Pick up the forum thread about walleye fingerlings on the Ausable from where it stops.

Excerpted passage
==========
# Walleye fingerlings wild or stocked?



## Erik (Jan 17, 2000)

While fishing the Ausable yesterday I came across a spot where there were several thousand maybe more, Walleye minnows "fingerlings". 
They were swimming in the shallows in a rocky gravely type area. Huge schools of them lined up all the way down the bank. 
Does anyone know,
did the DNR release them recently or are these natural?


----------



## Bucket-Back (Feb 8, 2004)

Doubt they are natural, most walleyes in the Midwest come from the Muskegon river


----------



## Erik (Jan 17, 2000)

I searched the DNR fish stocking data base records for Walleyes since 2015 and I am not seeing that they released any walleye fingerlings into the lower Ausable. I could be wrong. Just that I was not able to find it. 
The area where I found these is not near a boat launch or road crossing like where they usually dump fish.


----------



## kzoofisher (Mar 6, 2011)
==========
Object location annotation entries

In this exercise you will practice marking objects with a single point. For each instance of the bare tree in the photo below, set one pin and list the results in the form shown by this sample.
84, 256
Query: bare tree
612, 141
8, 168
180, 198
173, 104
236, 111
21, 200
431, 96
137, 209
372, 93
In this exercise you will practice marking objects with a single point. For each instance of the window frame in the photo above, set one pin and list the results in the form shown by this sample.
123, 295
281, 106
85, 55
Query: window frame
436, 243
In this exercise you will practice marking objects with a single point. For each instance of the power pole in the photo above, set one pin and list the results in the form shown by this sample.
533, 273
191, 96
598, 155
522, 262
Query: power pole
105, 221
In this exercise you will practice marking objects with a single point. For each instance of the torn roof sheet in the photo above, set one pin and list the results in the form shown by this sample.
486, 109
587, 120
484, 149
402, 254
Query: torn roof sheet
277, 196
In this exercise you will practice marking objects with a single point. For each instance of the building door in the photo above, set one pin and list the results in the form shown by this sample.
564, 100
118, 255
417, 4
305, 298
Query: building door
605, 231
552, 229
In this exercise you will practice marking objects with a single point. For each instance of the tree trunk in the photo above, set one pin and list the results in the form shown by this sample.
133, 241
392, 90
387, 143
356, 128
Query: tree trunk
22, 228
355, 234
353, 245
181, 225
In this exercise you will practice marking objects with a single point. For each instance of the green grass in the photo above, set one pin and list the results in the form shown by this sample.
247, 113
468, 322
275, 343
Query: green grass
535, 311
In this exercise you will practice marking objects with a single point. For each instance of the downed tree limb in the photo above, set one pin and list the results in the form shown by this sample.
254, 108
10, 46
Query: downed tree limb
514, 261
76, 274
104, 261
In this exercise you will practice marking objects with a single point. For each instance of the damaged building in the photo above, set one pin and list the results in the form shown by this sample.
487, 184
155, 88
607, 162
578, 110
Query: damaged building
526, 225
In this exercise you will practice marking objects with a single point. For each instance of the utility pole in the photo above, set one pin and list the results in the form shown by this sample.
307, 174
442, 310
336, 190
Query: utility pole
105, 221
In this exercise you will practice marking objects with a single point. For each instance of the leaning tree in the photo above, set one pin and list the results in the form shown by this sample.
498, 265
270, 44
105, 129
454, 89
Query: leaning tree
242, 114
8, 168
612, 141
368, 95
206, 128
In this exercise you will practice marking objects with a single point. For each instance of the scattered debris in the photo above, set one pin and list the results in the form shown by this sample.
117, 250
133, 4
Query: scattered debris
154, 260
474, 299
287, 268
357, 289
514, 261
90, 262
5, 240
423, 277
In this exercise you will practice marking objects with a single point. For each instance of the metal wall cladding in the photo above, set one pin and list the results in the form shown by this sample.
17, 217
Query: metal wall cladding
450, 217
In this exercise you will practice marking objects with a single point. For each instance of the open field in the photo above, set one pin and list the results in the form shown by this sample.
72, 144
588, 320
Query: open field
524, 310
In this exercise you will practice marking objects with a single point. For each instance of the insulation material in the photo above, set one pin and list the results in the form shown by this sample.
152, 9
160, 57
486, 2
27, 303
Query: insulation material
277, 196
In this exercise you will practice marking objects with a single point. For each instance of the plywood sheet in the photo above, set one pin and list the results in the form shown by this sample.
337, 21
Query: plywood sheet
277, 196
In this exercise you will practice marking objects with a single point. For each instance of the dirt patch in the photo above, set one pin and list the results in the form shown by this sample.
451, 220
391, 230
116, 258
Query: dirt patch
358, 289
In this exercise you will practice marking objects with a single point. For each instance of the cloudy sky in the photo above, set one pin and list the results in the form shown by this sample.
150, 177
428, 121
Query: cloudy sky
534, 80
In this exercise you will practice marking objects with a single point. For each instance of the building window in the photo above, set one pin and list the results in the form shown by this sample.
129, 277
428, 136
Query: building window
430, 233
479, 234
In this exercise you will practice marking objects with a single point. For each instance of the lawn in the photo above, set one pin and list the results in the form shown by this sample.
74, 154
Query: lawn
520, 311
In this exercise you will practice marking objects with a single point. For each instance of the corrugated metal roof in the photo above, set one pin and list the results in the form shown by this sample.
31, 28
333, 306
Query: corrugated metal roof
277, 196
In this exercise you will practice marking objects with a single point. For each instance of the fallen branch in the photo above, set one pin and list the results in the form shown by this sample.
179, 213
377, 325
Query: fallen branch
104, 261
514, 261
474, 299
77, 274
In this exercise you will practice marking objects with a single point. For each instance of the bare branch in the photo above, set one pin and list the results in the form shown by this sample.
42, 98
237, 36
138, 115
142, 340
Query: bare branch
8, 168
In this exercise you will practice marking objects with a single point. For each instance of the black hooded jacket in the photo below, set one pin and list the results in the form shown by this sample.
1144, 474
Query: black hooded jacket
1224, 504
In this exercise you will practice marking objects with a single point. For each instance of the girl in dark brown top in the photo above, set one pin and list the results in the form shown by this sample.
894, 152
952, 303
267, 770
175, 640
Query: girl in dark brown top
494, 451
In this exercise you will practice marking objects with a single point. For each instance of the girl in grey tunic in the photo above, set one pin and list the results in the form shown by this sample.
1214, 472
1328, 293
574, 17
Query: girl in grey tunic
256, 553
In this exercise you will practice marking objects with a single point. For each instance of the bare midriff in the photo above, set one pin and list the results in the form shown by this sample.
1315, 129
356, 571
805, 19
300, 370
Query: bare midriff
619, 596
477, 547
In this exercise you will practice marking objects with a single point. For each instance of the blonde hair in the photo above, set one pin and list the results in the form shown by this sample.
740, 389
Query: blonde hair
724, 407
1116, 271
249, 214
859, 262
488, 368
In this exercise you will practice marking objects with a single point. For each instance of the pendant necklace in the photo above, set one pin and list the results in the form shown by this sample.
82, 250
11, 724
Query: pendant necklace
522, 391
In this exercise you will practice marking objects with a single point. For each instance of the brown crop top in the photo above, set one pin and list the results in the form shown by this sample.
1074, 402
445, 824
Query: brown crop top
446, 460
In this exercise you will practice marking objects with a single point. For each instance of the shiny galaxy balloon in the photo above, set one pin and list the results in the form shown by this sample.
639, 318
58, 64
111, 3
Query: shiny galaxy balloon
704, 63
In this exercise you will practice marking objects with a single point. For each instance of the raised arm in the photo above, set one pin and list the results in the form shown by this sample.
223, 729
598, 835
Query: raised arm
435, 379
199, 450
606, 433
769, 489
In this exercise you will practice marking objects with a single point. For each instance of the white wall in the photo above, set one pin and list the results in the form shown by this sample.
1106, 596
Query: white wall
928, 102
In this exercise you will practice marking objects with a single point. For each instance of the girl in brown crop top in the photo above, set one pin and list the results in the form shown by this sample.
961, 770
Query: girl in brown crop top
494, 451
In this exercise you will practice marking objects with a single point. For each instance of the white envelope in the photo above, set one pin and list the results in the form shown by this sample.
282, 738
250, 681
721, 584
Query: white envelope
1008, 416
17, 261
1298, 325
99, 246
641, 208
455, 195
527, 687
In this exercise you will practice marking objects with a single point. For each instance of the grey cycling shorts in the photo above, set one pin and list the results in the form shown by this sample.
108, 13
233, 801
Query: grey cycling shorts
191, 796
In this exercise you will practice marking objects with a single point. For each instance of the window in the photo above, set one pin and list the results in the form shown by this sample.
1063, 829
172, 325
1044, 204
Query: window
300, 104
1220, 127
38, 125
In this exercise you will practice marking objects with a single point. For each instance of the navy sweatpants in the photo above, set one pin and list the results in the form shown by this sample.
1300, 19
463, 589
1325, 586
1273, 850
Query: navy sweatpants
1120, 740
==========
The result
The DNR doesn't stock walleye fingerlings much, too expensive and fry are a better bang for their buck. If they did do it for some reason you can find out from one of these people.
https://www.michigan.gov/dnr/0,4570,7-350-79136_79236_80245_80708-460804--,00.html

I'm sure they'd be excited to hear about a good nat repo year class, too.


----------



## Fishndude (Feb 22, 2003)

The Ausable has had pretty good spawning runs of Walleyes for a few years now. Years ago, there were hardly any Walleyes in that river. Now they are there year-round, and there is definitely a decent spawning run. I would imagine those fish are naturally spawned. Glad to hear they are around. The lower river is pretty much like a lake, right now, so they have plenty of places to forage.


----------



## jampg (Jan 27, 2007)

Are you sure the were Walleye? I saw the same thing but more than likely a minnow of some type.


----------



## kzoofisher (Mar 6, 2011)

Isn’t it about time for the shiner run? Could be shiners in there and walleye feeding on them. Would be a lot of fish.


----------



## tdduckman (Jan 17, 2001)

Fall fingerlings are 4-7 inches at this point and are easy to identify as walleyes. 


TD


----------



## kzoofisher (Mar 6, 2011)

Sure. What I'm saying is there could be a mix of walleye and shiners making it seem like more 'eyes than it was. Fish do get harder to ID the further away they are.


----------



## Erik (Jan 17, 2000)

They were pretty close. Looked like tiny walleyes. 3 to 5 inches. I've been seeing lots of minows and these looked different.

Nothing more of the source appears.